Written request | Copy every line of the listing below word for word, leaving out the pictures.

start Provided records

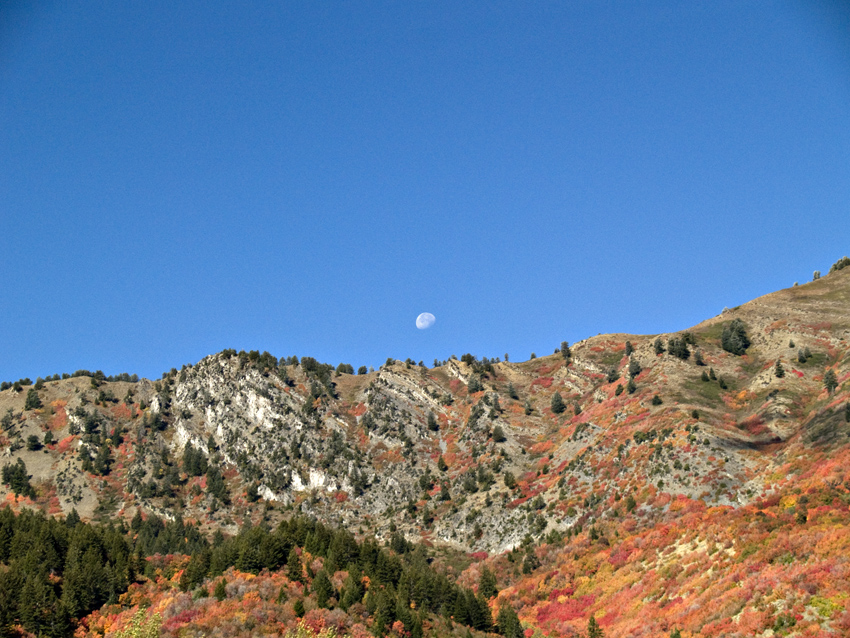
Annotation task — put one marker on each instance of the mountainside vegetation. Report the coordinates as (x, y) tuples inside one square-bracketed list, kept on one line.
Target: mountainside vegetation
[(685, 484)]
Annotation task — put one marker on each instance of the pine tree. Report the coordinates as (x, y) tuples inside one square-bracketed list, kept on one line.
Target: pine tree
[(508, 622), (294, 570), (323, 588), (487, 584)]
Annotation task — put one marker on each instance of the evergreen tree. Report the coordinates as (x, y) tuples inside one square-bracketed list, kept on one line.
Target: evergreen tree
[(322, 588), (220, 593), (294, 569), (734, 337), (508, 622), (557, 403)]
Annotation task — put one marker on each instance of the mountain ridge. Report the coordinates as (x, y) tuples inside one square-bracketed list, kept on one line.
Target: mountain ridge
[(535, 467)]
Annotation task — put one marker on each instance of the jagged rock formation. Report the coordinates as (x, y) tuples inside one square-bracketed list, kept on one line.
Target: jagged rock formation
[(412, 448)]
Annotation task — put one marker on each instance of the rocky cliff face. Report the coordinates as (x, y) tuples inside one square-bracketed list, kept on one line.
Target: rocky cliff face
[(474, 453)]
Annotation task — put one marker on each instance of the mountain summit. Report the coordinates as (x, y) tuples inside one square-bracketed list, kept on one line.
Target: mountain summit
[(617, 437)]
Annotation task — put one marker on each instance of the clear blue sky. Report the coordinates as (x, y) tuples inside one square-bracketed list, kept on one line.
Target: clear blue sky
[(305, 178)]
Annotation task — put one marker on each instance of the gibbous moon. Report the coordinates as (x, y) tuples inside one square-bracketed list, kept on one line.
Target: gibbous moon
[(425, 320)]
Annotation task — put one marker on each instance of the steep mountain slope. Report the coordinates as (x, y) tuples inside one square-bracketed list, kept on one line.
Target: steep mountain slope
[(364, 450), (625, 476)]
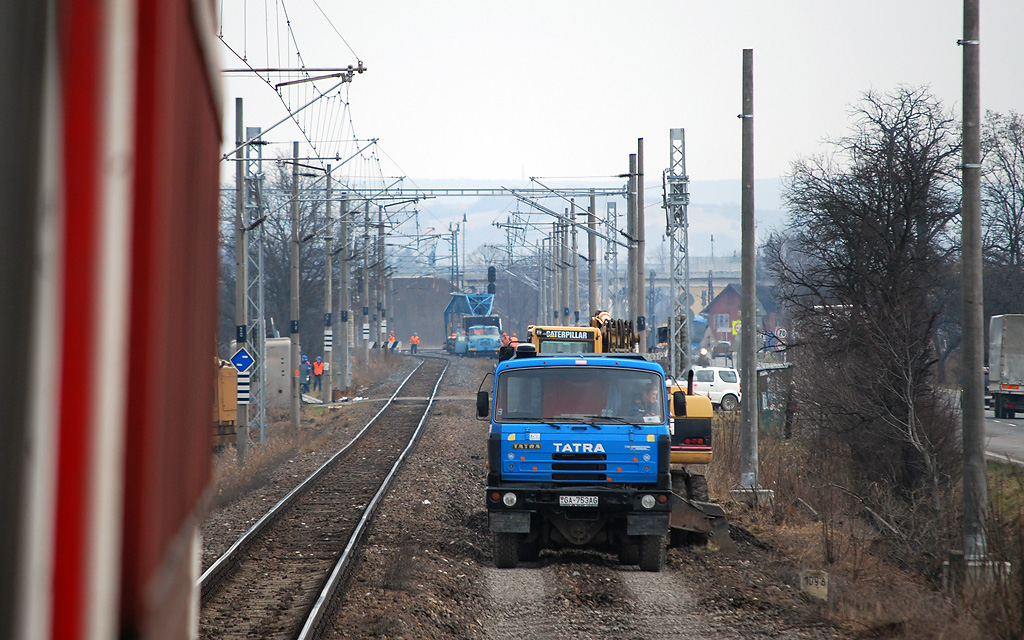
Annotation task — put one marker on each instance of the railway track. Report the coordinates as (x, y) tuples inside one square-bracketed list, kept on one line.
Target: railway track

end Provided records

Solution to the problem |
Annotation task — put one marker on each instance of the mountainside vegetation. Report the coordinates as (x, y) tuples inside one square-bracketed list, kept on one line.
Target: mountainside vegetation
[(685, 484)]
Annotation task — put one marker on each instance of the pine tree. Report the coordinates as (x, y) tuples inside one square-bracketed list, kept on one line.
Target: pine tree
[(508, 622), (294, 570), (323, 588), (487, 584)]
Annotation task — put one marker on each instance of the evergreen tree. Report the coordinates as (x, y) tuples inside one square-bracketed list, kept on one line.
Target: evergreen tree
[(322, 588), (220, 593), (294, 569), (734, 337), (508, 622), (557, 403)]
Annotation task — put one marker on each instance of the mountain ridge. Report the coordinates as (x, y) tuples inside one square-bracketed list, kept on one line.
Target: mountain ridge
[(535, 467)]
Annotation task — put one marker on each instance of the jagged rock formation. Report the coordinates as (x, y) tuples inside one square-bracketed list, kept on one line.
Target: jagged rock formation
[(412, 448)]
Annotation task — put one marker on each instance of the rocky cliff face. Report the coordinates as (x, y) tuples inside one square-bracketed list, kept on one line.
Target: rocky cliff face
[(474, 453)]
Annotation task — put one marker on each instance of the mountain summit. Report the coordinates as (x, y) tuples inside one square-bracketed list, kept on one line.
Target: mountain summit
[(617, 437)]
Annotation task — put one marker on each instance of the clear blue sky. Report the coordinates as (x, y) tuples inside one square-bracketed list, kept on one line.
Target: clear blue sky
[(305, 178)]
Annotation task — put one marker on each instance of the gibbous moon. Report the coordinates as (x, y) tuples inside one square-bracketed list, kept on one line.
Target: gibbous moon
[(425, 320)]
Annotation task — put one marker on each instance of the steep mountain slope. Report the coordinates as (x, y) tuples inside one square-bracketed list, kept on one line.
Target: steep mountain slope
[(364, 450), (625, 476)]
Annotation task — put one marker on each instance of the railway track. Report the coordinates as (x, y) tuples inside one square-bracketed list, kept on one line.
Target: railway track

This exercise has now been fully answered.